┌─ INFORMATION PROVIDED
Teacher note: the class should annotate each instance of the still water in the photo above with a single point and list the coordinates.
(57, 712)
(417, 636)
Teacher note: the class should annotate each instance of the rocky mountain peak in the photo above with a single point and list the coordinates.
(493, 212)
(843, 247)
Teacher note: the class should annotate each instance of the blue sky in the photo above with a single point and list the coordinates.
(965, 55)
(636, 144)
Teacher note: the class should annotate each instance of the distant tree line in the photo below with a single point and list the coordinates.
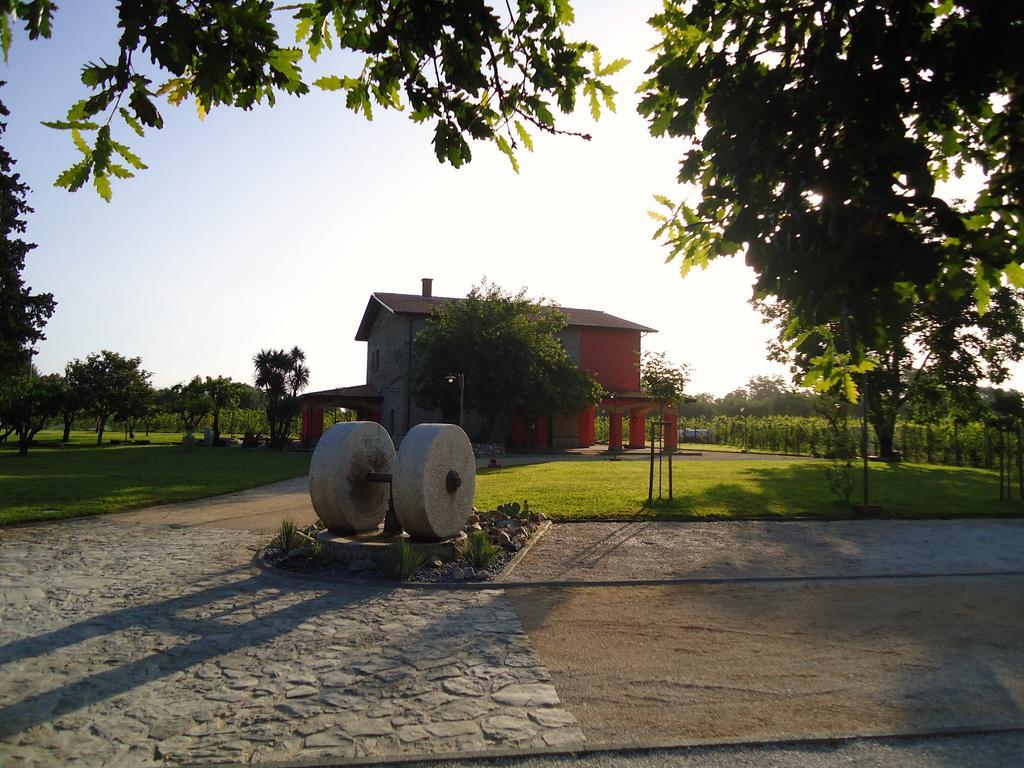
(110, 388)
└─
REQUIRED TASK
Edit the items above so that each "Teacher note" becomes "Instructor note", leaving everything else as it is. Omit the pictures from your version.

EXERCISE RESPONSE
Instructor note: the class should annotate each instance of the still water in the photo above with a single point and list the coordinates.
(57, 712)
(417, 636)
Instructor note: the class should annotate each instance of the rocky mountain peak in the photo above with a single point and list the coordinates.
(493, 212)
(843, 247)
Instructor note: the class should annotate each instance of the blue sky in the photo above with a single point and list the coordinates.
(965, 55)
(636, 144)
Instructor note: the class should annotate each instance of the distant tree line in the photo below with a single point and list the coordinates.
(110, 388)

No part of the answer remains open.